(Point-based annotation data)
· · · · ·
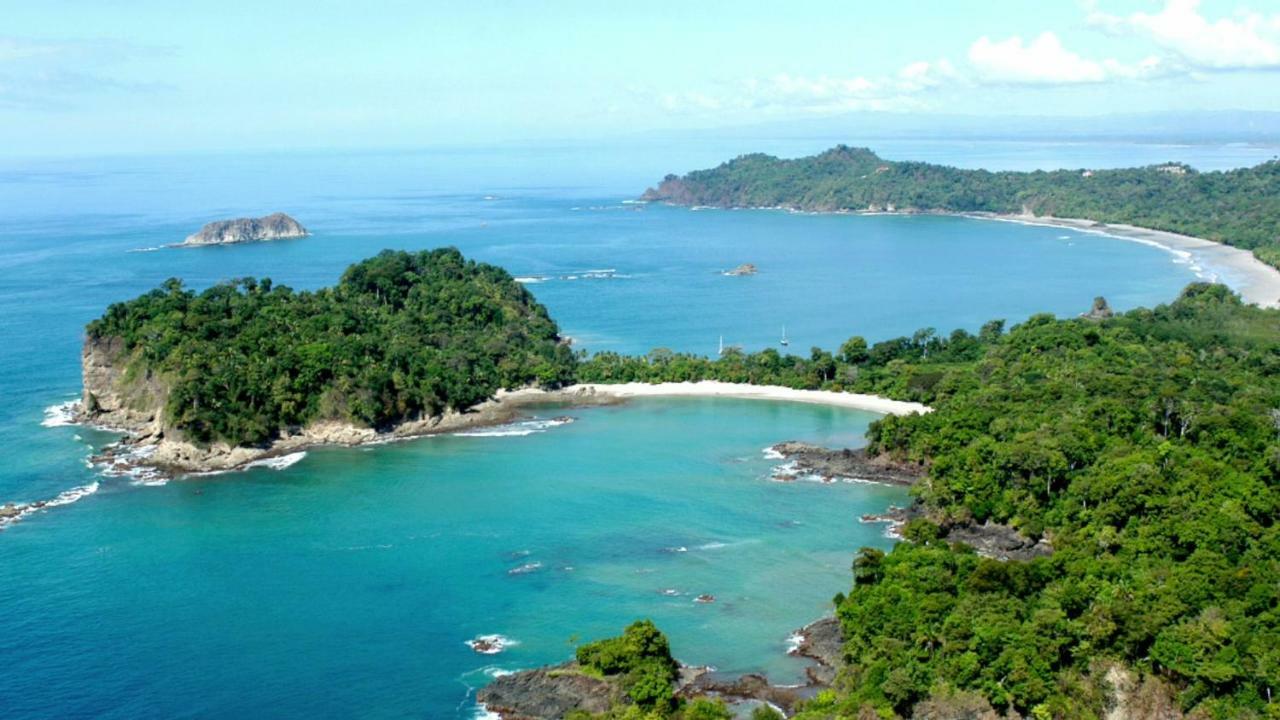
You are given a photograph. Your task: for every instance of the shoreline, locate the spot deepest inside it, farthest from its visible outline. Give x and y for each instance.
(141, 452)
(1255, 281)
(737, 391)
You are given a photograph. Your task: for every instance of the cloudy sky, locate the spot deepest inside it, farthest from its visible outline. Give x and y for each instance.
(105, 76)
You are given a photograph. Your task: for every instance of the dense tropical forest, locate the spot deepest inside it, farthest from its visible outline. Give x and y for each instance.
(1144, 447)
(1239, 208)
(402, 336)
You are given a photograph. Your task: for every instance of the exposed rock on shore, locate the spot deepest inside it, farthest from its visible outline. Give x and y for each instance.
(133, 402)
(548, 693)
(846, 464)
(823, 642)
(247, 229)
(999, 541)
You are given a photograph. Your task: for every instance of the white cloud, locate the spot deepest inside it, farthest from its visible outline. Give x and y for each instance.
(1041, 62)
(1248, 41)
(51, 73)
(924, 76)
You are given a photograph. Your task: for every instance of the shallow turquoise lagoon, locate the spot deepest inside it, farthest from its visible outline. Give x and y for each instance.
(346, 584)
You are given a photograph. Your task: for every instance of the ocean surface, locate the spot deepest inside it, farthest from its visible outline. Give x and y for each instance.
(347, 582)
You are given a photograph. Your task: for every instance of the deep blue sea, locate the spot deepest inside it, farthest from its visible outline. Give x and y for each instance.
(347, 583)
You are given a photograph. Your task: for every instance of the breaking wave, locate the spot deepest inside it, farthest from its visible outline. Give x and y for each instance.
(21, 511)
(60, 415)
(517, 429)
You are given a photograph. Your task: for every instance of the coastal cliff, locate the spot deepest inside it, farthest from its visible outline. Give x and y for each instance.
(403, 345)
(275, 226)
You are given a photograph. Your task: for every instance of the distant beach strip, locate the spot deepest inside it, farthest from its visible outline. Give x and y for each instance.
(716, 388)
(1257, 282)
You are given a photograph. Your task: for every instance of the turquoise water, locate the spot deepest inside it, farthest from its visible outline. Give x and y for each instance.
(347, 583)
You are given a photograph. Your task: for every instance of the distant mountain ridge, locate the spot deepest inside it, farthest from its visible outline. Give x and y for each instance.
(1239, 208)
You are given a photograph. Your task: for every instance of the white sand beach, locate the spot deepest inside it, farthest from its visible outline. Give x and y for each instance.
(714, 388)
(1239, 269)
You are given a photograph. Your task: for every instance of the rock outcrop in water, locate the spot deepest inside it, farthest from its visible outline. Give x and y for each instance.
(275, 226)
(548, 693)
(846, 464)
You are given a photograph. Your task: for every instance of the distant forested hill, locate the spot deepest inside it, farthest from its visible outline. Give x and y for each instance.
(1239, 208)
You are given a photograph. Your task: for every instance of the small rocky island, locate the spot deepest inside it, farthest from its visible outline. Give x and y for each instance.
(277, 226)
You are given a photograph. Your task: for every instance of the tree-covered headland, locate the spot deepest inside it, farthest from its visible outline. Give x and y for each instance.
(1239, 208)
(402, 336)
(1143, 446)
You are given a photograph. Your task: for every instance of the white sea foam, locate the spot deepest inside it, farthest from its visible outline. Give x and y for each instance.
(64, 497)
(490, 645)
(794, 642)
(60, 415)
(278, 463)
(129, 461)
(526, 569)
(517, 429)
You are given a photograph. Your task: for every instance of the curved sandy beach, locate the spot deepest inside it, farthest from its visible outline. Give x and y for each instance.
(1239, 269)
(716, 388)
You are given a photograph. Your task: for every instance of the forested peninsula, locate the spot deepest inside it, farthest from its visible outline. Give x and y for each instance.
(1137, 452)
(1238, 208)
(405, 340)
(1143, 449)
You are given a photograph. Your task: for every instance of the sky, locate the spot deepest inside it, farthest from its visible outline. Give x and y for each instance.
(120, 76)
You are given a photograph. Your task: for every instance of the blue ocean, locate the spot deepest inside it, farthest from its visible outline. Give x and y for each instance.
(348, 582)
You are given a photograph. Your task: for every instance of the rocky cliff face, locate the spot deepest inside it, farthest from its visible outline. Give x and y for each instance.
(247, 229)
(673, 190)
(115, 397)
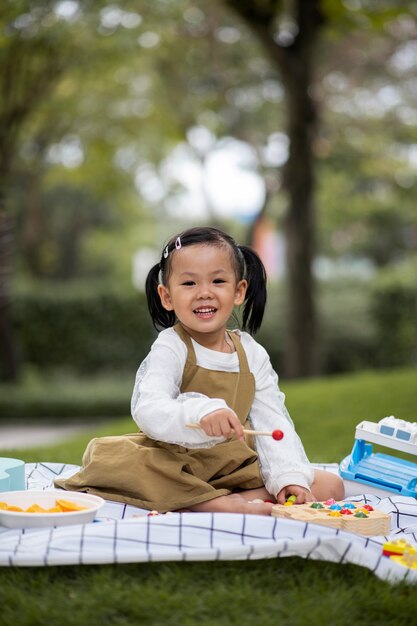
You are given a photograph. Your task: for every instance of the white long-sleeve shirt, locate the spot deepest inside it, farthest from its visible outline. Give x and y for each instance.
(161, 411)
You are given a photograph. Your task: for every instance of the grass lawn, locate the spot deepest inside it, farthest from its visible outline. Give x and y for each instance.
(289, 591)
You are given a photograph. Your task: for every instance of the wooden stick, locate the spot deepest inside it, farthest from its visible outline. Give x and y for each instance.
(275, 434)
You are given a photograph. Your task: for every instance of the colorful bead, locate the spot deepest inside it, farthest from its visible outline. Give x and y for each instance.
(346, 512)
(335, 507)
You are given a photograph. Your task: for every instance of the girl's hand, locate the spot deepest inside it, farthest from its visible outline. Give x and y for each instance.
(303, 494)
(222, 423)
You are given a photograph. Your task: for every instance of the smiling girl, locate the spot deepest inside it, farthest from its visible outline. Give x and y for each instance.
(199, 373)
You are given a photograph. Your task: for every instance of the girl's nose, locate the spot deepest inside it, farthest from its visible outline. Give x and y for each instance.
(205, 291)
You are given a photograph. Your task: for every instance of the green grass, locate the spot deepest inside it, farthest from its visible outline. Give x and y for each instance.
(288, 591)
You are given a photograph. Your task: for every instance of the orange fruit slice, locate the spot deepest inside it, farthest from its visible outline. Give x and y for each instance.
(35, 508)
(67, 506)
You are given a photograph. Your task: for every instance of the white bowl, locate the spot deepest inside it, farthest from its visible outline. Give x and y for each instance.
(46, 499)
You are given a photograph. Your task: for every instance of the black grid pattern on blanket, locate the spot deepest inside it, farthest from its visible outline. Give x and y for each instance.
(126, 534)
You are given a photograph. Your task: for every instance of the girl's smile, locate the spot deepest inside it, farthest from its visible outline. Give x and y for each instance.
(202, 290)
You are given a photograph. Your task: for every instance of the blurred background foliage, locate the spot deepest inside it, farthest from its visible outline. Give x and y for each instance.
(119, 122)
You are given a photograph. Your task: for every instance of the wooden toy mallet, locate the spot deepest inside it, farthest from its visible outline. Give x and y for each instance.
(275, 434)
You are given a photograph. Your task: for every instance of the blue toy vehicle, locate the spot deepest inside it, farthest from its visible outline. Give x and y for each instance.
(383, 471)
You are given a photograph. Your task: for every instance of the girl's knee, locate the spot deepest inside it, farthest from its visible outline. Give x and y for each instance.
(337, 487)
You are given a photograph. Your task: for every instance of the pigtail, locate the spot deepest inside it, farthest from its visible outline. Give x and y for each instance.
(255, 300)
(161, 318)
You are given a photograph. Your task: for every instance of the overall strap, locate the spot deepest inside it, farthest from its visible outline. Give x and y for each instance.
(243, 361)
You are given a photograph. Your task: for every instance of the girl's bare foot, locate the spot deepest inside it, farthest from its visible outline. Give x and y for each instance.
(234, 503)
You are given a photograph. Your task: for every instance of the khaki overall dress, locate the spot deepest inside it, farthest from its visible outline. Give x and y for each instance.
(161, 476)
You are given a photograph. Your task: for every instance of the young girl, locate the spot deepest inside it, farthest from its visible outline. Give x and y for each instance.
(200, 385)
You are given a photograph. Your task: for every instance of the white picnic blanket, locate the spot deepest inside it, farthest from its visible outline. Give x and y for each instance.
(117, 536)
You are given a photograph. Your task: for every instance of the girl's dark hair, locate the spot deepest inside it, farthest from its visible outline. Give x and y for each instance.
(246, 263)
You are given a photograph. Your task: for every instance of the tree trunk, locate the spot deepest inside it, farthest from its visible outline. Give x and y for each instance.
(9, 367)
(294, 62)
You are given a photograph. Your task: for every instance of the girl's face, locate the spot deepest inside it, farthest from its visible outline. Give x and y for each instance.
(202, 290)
· · · · ·
- WHAT THE TASK ASKS -
Return the material word for word. Pictures are not part of the copy.

- THE ANSWER -
You are given a photograph. Your task: for every instance of the shoreline, locate the spot deepest inside it, farthest from its visible outline. Give x and y for each instance.
(141, 452)
(1255, 281)
(737, 391)
You are given a photograph. Your task: for every instance of the cloudy sky, locate the spot deepest inside it, farthest from its visible outline. Give x and y for each instance.
(105, 76)
You are given a photograph. Your task: for every instance of the dense tropical forest, locate the spot deepest inside it, farthest from its visible outline. Give x and y for each instance.
(1144, 447)
(1239, 208)
(402, 336)
You are given a photograph. Your task: for every instance of the exposed rock on shore, locate the spot deepest inside it, farthest from its visible outline. Give x and y for each instance.
(133, 402)
(548, 693)
(846, 464)
(823, 642)
(247, 229)
(999, 541)
You are given a photograph. Your task: for every instance of the white cloud, locate the spot deepest inside it, farthest from its visible outline. Give x and y for each instance.
(1041, 62)
(1248, 41)
(51, 73)
(924, 76)
You are given a photograph. Your task: for every instance of the shallow turquoise lagoon, locate the spot deepest inside it, farthest from its visible outline. Give x and y for each instance.
(346, 584)
You are given a photograph. Your task: for every instance of the ocean surface, locate the spot deepest inside it, farthest from its visible outline. Give x and y for each instance.
(347, 582)
You are given a photograph. Your task: for every instance of the deep blue sea, locate the spot deepest inside it, farthest from its visible outline. Give x and y for each instance.
(347, 583)
You are given a photograph. Your task: for every instance of the breaking wave, locate the spot deepest inside it, farthest from its visible outline. Give x and y for each instance.
(21, 511)
(60, 415)
(517, 429)
You are given a photograph. Your task: for every instance of the coastal cliff, locate the spot deepest inside it, farthest from its visible outline. Give x and y for each instance.
(403, 345)
(275, 226)
You are given a photograph. Your task: for every instance of the distant beach strip, locate the spot deepest inside it, farthest from its visible outline. Give x and y for each instance.
(716, 388)
(1257, 282)
You are given a photograph. Your task: for every instance of the turquoise water, locate the spot deepest inside it, farthest from its visible outline. Give x and y for each instance.
(347, 583)
You are given a photograph. Your task: for every instance of the distant mountain ridge, locate the spot deepest inside it, farthest from its visible outline. Give x and y for each instance.
(1239, 208)
You are given a photograph. Your task: for every instance of the white sand beach, locate the spot deepest inside it, farthest from its visible outline. Give x and y for each instance.
(714, 388)
(1239, 269)
You are given a photograph. Your task: for every instance of the rock outcrop in water, locate the spot deepest inside it, farthest from its visible outline. Give x and y for each instance.
(275, 226)
(548, 693)
(846, 464)
You are given a photograph. Your task: for every instance of the distant forested hill, locate the spot deepest inside it, farthest from its visible outline. Give x and y for each instance.
(1239, 208)
You are given a photograph. Your task: for every instance of the small rocky island, locate the spot deepest inside it, farthest from its visible outline. Give x and y for each instance.
(277, 226)
You are given a photograph. Your task: for every instance of the tree-covered headland, locate the spot deepest inside it, farthest from its visible outline. Give x and y for each instance.
(1239, 208)
(402, 336)
(1143, 446)
You are given a photograph. Your task: for every instance of the white sea foam, locate the spot deepest inside it, farthest from its visible outline. Give x and y for each instance.
(64, 497)
(490, 645)
(794, 642)
(60, 415)
(278, 463)
(129, 461)
(526, 569)
(517, 429)
You are given a photograph. Your task: for every instance of the curved sandy beach, locate the spot deepest inside it, farthest from its visible outline. Give x and y for each instance.
(1239, 269)
(716, 388)
You are given a photograph. Your task: for every instance of the forested peninsula, locate the spot deepest inside it, farthest from its visible outline. Give x and y for each instance.
(1137, 452)
(1238, 208)
(405, 340)
(1143, 449)
You are given a photograph. Your task: for every instance of the sky, locate the spot deepest inside it, farthest from its visible outline. Give x and y for each instance.
(120, 76)
You are given a photograph. Your task: for every instance of the blue ocean, locate the spot deepest inside it, farthest from its visible outline. Give x and y for each instance.
(348, 582)
You are given a photograph. Your task: for every instance of the rocky cliff face, locate the spot deepest inside it, farthest from its visible outline. Give x and y for each instance.
(247, 229)
(673, 190)
(115, 397)
You are given a photograph. Your task: for every instance of the white long-sleeve shirt, locate the spot deepest inside it, farthest from its visible outline. Give x and y for each instance.
(161, 411)
You are given a photograph. Your task: for every instance of the grass lawn, locate the spot deepest inside it, farthest from its visible outline. Give x and y for each instance.
(289, 591)
You are given a photograph. Your task: for every instance of the wooden stick, locate the spot deepest inside it, farthest from its visible outline. Give x and y for each instance.
(275, 434)
You are given a photograph. Your task: for every instance of the colorful bead, locate the spot deepest inside it, farthest from its visible outline. Give x and y for each instance.
(346, 512)
(335, 507)
You are given a photograph. Your task: for every instance of the girl's hand, locate the spot deepest inside it, farthest from its visible outline. Give x and y for each instance.
(303, 494)
(222, 423)
You are given a photograph. Your task: for every instance of the smiling girl, locate the spot deepest inside it, farthest from its visible outline. Give x and y for each instance.
(199, 373)
You are given a photograph. Your task: for every instance of the girl's nose, locate the spot deepest inside it, farthest from its visible outline. Give x and y for each instance.
(205, 291)
You are given a photograph. Your task: for every instance of the green grass, locate the spot deepest inside it, farthest from its visible outline. Give x and y for each instance.
(288, 591)
You are given a photograph. Your task: for every instance of the orange fruit slice, locate the spot deepest inside it, farthest from its visible outline. Give x and y for each instance.
(35, 508)
(67, 506)
You are given a photograph. Your task: for every instance of the white bowl, locate the spot deepest inside it, farthest from its visible outline. Give x and y for each instance.
(46, 499)
You are given a photograph. Your task: for every instance of the black grid pattern on blanket, locate the spot deepest inside it, farthest from its visible outline. Give x and y for each instance.
(126, 534)
You are given a photograph. Your task: for every instance of the girl's smile, locate the spot deepest inside it, farthest from its visible outline. Give x and y for each instance.
(202, 290)
You are given a photograph. Your task: for every instance of the blurred background foliage, locate the spot deepest inside it, farthest from its visible outline. Give x and y for each instance.
(119, 122)
You are given a photograph. Your task: for every instance of the wooden toy mallet, locate the spot deepest inside it, farthest from its visible outline. Give x and y for each instance.
(275, 434)
You are given a photograph. Your task: for every instance of the blue toy vehicle, locate the spot deepest inside it, farthest from its visible outline. Give x and y for each instance.
(383, 471)
You are given a photograph. Your task: for every instance of the girl's knee, locate the spot deepest inside it, farthest from its visible outline. Give x and y for each instance.
(337, 487)
You are given a photograph. Your task: for every instance of the pigtail, locate the spot deepest inside it, farthest from its visible outline. Give x and y for each instance.
(255, 300)
(161, 318)
You are given a photograph. Your task: for every instance of the overall strap, locate the spot deepest inside it, farthest from its visible outline. Give x and y for each instance.
(243, 361)
You are given a photograph. Your task: for every instance of the girl's bare foot, locate the spot deepest inside it, farthest from its visible outline. Give x and y for each instance.
(234, 503)
You are given a photograph. Your task: for every instance of the khaki overall dress, locate the spot deepest inside it, farthest from its visible outline. Give x and y for each instance.
(161, 476)
You are given a photograph. Your task: for every instance of the young girl, locate the spot deepest inside it, farthest from its visible outline. Give x and y for each instance.
(200, 385)
You are given a photograph. Your task: for every instance of the white picnic blanket, locate the spot deepest inside it, farthest from its visible outline. Give x and y for each instance.
(117, 536)
You are given a photograph. Your task: for every instance of the girl's dark hair, locate the spot deepest inside it, farthest from its visible outline. Give x and y for each instance.
(246, 263)
You are given a photograph. Your task: for every instance of the tree trunk, locate the spot deepest inside it, farthest from its visible outline. Give x and y for each instance.
(9, 367)
(294, 62)
You are given a photograph. Your task: for every instance of the girl's face, locate the spot deepest inside it, farthest from its visible outline. Give x and y for each instance.
(202, 290)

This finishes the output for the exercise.